### Given instruction 1
Quote the interview word for word, beginning with "Daily Voice: Export" and ending after "likely to recover.".

Daily Voice: Export oriented companies can be dark horse as valuations moderated given uncertainties, says Equirus Asset's Sahil Shah

Sahil Shah of Equirus Asset Management does not foresee significant earnings downgrades for Q1FY26, particularly for domestic-facing sectors.

May 15, 2025 / 05:33 IST
Sahil Shah is the CIO at Equirus Asset Management

Sahil Shah of Equirus Asset Management remains constructive on financial services, IT and selective names in consumption space is where valuations are reasonable and growth is likely to recover.

Export oriented names can be dark horse as valuations have moderated given the uncertainties, he said in an interview to Moneycontrol.

According to him, the March quarter earnings season has largely been in line with expectations across sectors. At this stage, "we do not foresee significant earnings downgrades for Q1FY26, particularly for domestic-facing sectors," said the Chief Investment Officer (CIO) at Equirus Asset Management.

What is your take on the US-China trade deal?

### Given instruction 2
Put the lines of the records from the one containing "Put a pin on every instance of the product" through the one containing "x=275 y=382" into a numbered list, leaving out any blank lines.

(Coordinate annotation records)
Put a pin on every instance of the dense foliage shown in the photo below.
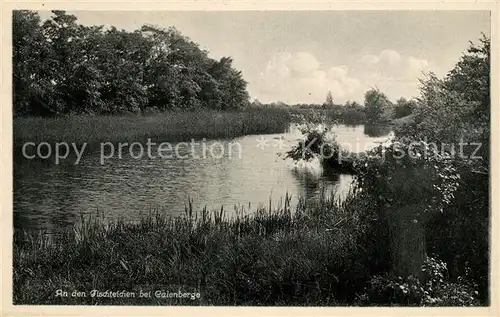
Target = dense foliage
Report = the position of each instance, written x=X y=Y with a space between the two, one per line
x=60 y=66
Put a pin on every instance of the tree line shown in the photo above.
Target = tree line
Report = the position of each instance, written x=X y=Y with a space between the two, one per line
x=61 y=66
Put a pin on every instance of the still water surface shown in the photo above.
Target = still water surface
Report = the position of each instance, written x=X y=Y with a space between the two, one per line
x=51 y=197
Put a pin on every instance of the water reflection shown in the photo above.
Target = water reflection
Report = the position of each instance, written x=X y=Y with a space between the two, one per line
x=52 y=196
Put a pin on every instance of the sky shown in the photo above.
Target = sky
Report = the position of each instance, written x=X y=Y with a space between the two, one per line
x=298 y=56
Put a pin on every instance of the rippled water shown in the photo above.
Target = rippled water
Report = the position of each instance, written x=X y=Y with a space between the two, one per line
x=49 y=196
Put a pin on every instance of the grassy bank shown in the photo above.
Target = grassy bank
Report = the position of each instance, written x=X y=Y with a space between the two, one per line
x=169 y=126
x=273 y=257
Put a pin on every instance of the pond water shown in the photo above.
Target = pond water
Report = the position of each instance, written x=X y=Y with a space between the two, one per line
x=245 y=172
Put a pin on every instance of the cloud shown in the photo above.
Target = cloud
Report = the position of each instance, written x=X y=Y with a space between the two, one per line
x=298 y=77
x=392 y=72
x=392 y=65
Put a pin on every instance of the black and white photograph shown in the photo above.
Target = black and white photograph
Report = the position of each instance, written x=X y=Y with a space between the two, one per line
x=317 y=158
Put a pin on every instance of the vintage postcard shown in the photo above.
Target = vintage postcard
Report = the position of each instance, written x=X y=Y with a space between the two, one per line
x=180 y=158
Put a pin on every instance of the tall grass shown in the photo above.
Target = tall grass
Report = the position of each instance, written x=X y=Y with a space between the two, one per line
x=169 y=126
x=307 y=256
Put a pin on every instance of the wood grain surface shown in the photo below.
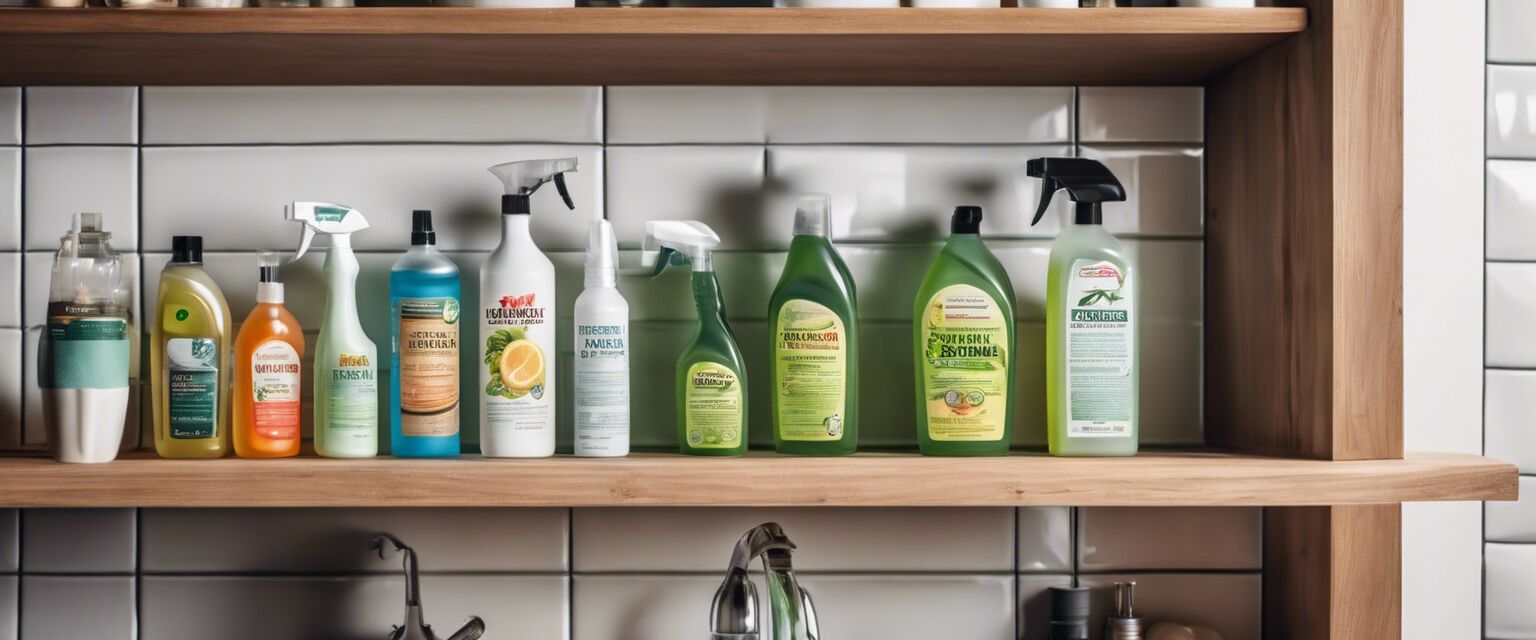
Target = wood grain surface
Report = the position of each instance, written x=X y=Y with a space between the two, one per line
x=639 y=46
x=1152 y=479
x=1304 y=241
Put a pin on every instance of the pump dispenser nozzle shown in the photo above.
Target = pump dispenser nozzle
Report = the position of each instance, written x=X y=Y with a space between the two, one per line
x=678 y=241
x=527 y=175
x=335 y=220
x=1089 y=183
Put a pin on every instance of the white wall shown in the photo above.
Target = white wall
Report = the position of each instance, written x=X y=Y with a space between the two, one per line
x=1443 y=306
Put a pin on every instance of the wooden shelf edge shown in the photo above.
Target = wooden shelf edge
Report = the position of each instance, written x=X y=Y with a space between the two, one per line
x=656 y=22
x=1152 y=479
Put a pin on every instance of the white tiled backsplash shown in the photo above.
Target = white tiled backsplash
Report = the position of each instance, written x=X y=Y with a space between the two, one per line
x=221 y=161
x=1510 y=304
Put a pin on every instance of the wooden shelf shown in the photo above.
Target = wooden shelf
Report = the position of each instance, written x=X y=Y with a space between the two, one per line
x=1152 y=479
x=633 y=46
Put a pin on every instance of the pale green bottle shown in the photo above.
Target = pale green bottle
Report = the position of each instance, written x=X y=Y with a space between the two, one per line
x=711 y=373
x=1092 y=370
x=963 y=341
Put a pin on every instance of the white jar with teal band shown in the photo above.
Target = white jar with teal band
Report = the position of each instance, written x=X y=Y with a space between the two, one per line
x=86 y=347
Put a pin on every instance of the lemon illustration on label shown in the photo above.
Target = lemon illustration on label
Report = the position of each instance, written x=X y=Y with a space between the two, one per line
x=521 y=366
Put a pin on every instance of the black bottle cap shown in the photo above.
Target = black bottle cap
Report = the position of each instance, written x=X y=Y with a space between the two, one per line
x=421 y=227
x=966 y=220
x=186 y=249
x=1069 y=613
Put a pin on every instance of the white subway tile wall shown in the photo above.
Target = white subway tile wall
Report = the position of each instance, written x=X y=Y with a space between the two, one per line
x=221 y=161
x=1510 y=31
x=1509 y=304
x=82 y=115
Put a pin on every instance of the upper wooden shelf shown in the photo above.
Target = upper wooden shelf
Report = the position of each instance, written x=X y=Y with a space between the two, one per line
x=633 y=46
x=1152 y=479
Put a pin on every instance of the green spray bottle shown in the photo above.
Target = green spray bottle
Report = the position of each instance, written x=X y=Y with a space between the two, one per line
x=813 y=323
x=963 y=338
x=1092 y=373
x=711 y=375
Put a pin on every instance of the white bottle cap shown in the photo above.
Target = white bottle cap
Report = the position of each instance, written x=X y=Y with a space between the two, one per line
x=811 y=215
x=602 y=255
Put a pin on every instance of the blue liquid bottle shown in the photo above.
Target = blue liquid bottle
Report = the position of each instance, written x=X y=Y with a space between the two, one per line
x=424 y=349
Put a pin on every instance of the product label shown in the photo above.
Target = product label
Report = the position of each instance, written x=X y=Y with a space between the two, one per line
x=1100 y=343
x=965 y=364
x=352 y=404
x=192 y=395
x=516 y=396
x=275 y=382
x=810 y=372
x=85 y=349
x=429 y=366
x=713 y=407
x=602 y=385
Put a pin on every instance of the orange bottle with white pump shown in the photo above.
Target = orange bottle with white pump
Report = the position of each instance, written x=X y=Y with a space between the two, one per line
x=268 y=370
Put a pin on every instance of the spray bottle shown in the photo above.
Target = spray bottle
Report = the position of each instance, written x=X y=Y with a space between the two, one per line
x=602 y=352
x=86 y=350
x=346 y=359
x=711 y=375
x=516 y=321
x=1091 y=318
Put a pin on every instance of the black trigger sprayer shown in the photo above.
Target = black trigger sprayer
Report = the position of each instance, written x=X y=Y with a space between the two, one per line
x=1089 y=183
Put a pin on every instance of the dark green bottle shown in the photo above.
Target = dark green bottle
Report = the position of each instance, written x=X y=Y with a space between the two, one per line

### Final answer 1
Daily Voice: Export oriented companies can be dark horse as valuations moderated given uncertainties, says Equirus Asset's Sahil Shah

Sahil Shah of Equirus Asset Management does not foresee significant earnings downgrades for Q1FY26, particularly for domestic-facing sectors.

May 15, 2025 / 05:33 IST
Sahil Shah is the CIO at Equirus Asset Management

Sahil Shah of Equirus Asset Management remains constructive on financial services, IT and selective names in consumption space is where valuations are reasonable and growth is likely to recover.

### Final answer 2
1. Put a pin on every instance of the product label shown in the photo above.
2. Target = product label
3. Report = the position of each instance, written x=X y=Y with a space between the two, one per line
4. x=1100 y=343
5. x=965 y=364
6. x=352 y=404
7. x=192 y=395
8. x=516 y=396
9. x=275 y=382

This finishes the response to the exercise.